> **Information**
*** Block opens ***

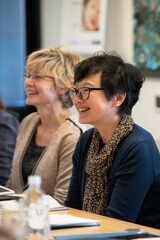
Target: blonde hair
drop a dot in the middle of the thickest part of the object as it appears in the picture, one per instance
(58, 63)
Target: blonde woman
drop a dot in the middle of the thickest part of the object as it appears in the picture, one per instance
(47, 138)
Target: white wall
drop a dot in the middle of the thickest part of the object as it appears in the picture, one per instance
(119, 37)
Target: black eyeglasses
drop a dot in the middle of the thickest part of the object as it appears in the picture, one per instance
(83, 93)
(35, 77)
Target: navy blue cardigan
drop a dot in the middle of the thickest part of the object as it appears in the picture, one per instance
(134, 178)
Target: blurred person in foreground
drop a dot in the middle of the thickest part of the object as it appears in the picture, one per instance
(8, 132)
(47, 138)
(116, 164)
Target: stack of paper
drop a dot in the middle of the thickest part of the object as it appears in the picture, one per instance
(67, 221)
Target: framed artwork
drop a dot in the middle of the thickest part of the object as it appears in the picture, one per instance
(147, 36)
(84, 25)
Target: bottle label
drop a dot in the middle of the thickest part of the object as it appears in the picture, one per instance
(37, 216)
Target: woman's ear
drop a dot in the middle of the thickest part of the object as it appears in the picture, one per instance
(119, 99)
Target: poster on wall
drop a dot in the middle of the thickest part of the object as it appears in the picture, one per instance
(84, 25)
(147, 36)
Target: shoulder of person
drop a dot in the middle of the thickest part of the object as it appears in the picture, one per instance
(8, 118)
(74, 120)
(31, 118)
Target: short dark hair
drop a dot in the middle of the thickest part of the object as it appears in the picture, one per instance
(116, 77)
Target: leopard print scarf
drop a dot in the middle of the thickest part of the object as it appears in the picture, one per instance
(98, 163)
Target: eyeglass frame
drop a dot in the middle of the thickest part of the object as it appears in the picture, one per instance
(26, 76)
(78, 91)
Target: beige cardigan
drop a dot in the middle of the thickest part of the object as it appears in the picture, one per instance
(55, 165)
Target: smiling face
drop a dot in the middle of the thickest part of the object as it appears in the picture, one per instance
(40, 89)
(97, 110)
(91, 15)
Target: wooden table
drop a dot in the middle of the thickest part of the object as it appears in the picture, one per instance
(106, 225)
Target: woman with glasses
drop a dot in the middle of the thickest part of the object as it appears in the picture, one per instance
(116, 164)
(47, 138)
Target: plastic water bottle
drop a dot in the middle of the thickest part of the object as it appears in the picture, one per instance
(34, 206)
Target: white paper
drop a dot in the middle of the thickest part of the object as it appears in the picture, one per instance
(14, 205)
(68, 220)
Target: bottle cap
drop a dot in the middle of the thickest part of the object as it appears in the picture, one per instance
(34, 180)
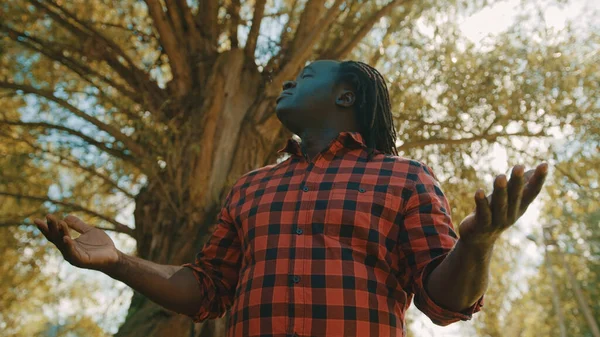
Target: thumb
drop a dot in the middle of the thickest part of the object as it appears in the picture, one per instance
(77, 224)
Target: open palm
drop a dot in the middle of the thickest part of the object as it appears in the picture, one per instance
(93, 249)
(504, 206)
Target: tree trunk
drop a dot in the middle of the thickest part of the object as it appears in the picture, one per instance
(228, 131)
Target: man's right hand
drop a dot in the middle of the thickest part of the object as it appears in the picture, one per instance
(93, 249)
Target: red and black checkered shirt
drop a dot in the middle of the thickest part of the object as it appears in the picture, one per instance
(336, 246)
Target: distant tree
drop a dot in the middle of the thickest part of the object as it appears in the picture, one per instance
(164, 104)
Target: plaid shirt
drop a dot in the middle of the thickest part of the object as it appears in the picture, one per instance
(334, 247)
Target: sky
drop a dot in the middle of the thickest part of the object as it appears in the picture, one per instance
(477, 28)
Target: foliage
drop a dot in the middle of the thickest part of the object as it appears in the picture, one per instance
(161, 105)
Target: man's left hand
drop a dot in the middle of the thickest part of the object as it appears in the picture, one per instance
(510, 199)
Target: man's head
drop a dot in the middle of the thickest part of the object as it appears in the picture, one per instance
(344, 96)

*** Block closes ***

> **Your instructions**
Without changing a word, transcribe all of the data and omit its images.

> **Response box**
Target: blonde hair
drop a dot in the middle of the thickest part of the object as it appears in the picture, one per instance
(58, 63)
Target: blonde woman
drop a dot in the middle of the thickest part of the object as it appears in the picture, one per instance
(47, 138)
Target: white wall
drop a dot in the middle of the thickest part of the object as it appears in the picture, one per instance
(119, 37)
Target: black eyeglasses
drop a dot in the middle of the thickest part of the object as it appears in the picture, one per instance
(83, 93)
(35, 77)
Target: navy blue cardigan
drop a dot in the middle of the thickest part of the object as it appears in the picture, one per instance
(134, 178)
Target: blurred person in foreground
drop a dot in the middle of the thickest part of the object as it appears in the picture, one per instance
(8, 132)
(47, 138)
(116, 164)
Target: stack of paper
drop a dot in the middle of the thickest part of the object as it appears in the picture, one per instance
(67, 221)
Target: framed artwork
drop a dot in the middle of the thickest part of the object as it appears in the picture, one per instance
(147, 36)
(84, 25)
Target: bottle label
drop a dot in the middle of the thickest part of the object as it appears in the picture, one per instance
(37, 216)
Target: woman's ear
drop a dot in the middle of the thickest part of the object as it appears in the picture, one per instance
(119, 99)
Target: poster on wall
drop a dot in the middle of the thickest part of the object as it appears in the picture, one per instance
(84, 25)
(147, 36)
Target: shoulder of person
drop a dot in the middle of the thickest part of the object as it appears in the picture, one per instance
(8, 118)
(74, 120)
(31, 118)
Target: short dark hair
drop a dot in the middle of the thickest part of the object as it appears in the picture, one per instance
(116, 77)
Target: leopard print scarf
drop a dot in the middle of the thickest part of the object as it appears in the picture, one per instance
(98, 163)
Target: eyeglass frame
drop a dot in the middle of the thickest part of the object as it appears in the picture, one per instance
(26, 76)
(78, 91)
Target: beige cardigan
drop a dot in the middle of the thickest part of the object as it appears in the picture, one per instance
(55, 165)
Target: smiling face
drop a dot in the middle of the thickest part of the object as it appears in the picture, one per instance
(40, 89)
(97, 110)
(91, 15)
Target: wooden table
drop a dot in the middle of the thickest part of the object as it appears in the picture, one per instance
(106, 225)
Target: woman with glasses
drop a dot in the middle of the thickest part of the object as it appears in the picture, one per instance
(116, 164)
(47, 138)
Target: plastic water bottle
drop a dot in the middle of the thickest part of the object as it appears in the picture, one per instance
(34, 206)
Target: white paper
drop a dot in the middle of the thickest part of the object as it appears in the picture, one per instance
(14, 205)
(68, 220)
Target: bottle cap
drop a dot in the middle of the thickest part of the object as it appears in the picture, one per instance
(34, 180)
Target: thumb
drop a dot in the middle of the thickest part of the object as it appears in the picture, one per instance
(77, 224)
Target: open palm
drop a dot in the middle of the thickest part of the object as it appears in the picture, one per instance
(93, 249)
(504, 206)
Target: tree trunk
drop a dot in the middle of the thickest part of the object as it appears in the picture, one per instance
(228, 131)
Target: man's right hand
drop a dot in the middle of the thickest part of the object as it appears in the picture, one per instance
(93, 249)
Target: red and black checkered shirt
drop a dot in the middle of the thickest part of the object as it appears in the picture, one per instance
(336, 246)
Target: distant tree
drop a dot in the middle of the thickest part of the object as it appears in the picture, one per instance
(164, 104)
Target: plaid shirt
drop a dot in the middle of the thickest part of the object as it appears in the picture, one per instance
(334, 247)
Target: sky
drop a dot in the middle of the thickest part of the object as it appears in the picture, one per instance
(477, 28)
Target: foliage
drop a dot in the middle of the thickest part of the object as it appears in the picture, one per instance
(161, 105)
Target: man's left hand
drop a dot in the middle of the thickest part of the object as it appears in the picture, one per instance
(510, 199)
Target: man's head
drop a dot in the middle of the thickest part of the object as it appears in the picture, one per instance
(344, 96)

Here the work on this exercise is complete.